Rewrite all of the items below, substituting "Please outline" for every occurrence of "Please mark" and leaving everything else untouched.

— begin Records shown —

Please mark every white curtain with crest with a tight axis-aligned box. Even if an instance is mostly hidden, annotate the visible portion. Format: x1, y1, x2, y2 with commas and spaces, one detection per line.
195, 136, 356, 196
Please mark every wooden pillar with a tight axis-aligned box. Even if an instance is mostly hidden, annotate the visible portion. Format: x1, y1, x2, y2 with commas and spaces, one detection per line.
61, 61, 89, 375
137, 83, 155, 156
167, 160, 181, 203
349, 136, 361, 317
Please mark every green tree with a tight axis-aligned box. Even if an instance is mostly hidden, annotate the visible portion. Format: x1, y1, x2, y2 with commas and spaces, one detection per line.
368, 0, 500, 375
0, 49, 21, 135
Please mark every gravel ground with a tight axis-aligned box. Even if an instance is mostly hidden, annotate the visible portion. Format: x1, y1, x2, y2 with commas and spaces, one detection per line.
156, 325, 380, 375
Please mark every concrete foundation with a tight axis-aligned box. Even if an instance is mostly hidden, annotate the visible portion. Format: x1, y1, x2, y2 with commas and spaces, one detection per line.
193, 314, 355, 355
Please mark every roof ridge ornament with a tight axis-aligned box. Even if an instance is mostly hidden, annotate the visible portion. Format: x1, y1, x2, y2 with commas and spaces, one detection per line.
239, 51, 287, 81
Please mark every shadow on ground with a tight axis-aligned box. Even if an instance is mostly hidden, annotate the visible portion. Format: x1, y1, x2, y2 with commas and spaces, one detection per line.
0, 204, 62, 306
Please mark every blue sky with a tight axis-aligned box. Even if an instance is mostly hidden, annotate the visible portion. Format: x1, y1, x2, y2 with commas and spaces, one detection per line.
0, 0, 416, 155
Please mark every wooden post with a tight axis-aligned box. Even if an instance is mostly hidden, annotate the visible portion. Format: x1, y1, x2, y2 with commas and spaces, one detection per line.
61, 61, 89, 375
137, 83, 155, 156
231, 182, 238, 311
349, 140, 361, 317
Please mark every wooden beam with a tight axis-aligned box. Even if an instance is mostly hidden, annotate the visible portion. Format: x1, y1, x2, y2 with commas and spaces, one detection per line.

— end Records shown —

**Written response**
Please outline every white curtain with crest with a tight axis-aligned box. Even if an instance is mostly hidden, annotate the visible portion. Format: x1, y1, x2, y2 with commas and spaces, one detection per line.
195, 136, 356, 196
Please outline every wooden pillar with a tight axis-aligned box. Even if an instance is mostly hidden, annotate the visible portion. Format: x1, y1, x2, y2 with commas and spaces, one detection per line.
61, 61, 89, 375
137, 83, 155, 156
167, 160, 181, 203
349, 136, 361, 317
Please outline every green tree with a tight axis-aligned box. Even if an instance is mostly hidden, annotate the visible portion. Format: x1, y1, x2, y2 with commas and spaces, one detection per line.
368, 0, 500, 375
0, 49, 21, 135
Please outline every gravel ground with a tight axis-aligned box. Even if an instance is mostly hidden, annotate the visible portion. Format: x1, y1, x2, y2 with commas and spaces, one detection per line.
156, 325, 380, 375
Please outline every concrete foundation with a tight axis-aligned box. Even if an instance is mostly hidden, annotate the visible portion. Format: x1, y1, x2, y2 with commas and spaces, one detection per line.
193, 314, 355, 355
Please outline every roof ridge ornament with a tight axis-aligned box. Even if an instance is mostly hidden, annotate the visible portion. Format: x1, y1, x2, y2 with commas and spaces, one detection per line.
239, 51, 287, 81
Please outline every shadow on ground with a tight axis-aligned box. Even if an instance is mostly hidden, annotate the visible portion. Format: x1, y1, x2, y2 with commas and spaces, one detection per line.
0, 204, 62, 306
Please outline every blue sky with a tight axis-aligned box. Even if an instance is mostly hidden, annotate the visible portion. Format: x1, y1, x2, y2 with commas and spaces, one detection per line.
0, 0, 416, 155
Please outline every wooden post with a tight axis-aligned box. Even if an instance is mostly hidden, annotate the visible portion. Format: x1, y1, x2, y2 with commas and spaces, one detection per line.
61, 61, 89, 375
137, 83, 155, 156
231, 182, 238, 311
349, 140, 361, 317
Please outline every wooden beam with a tight axis-aligned box. Even if an instance is mostly hidden, annotate the visible portion. Format: x1, y1, x2, y2 with commas and spaces, one detection per line.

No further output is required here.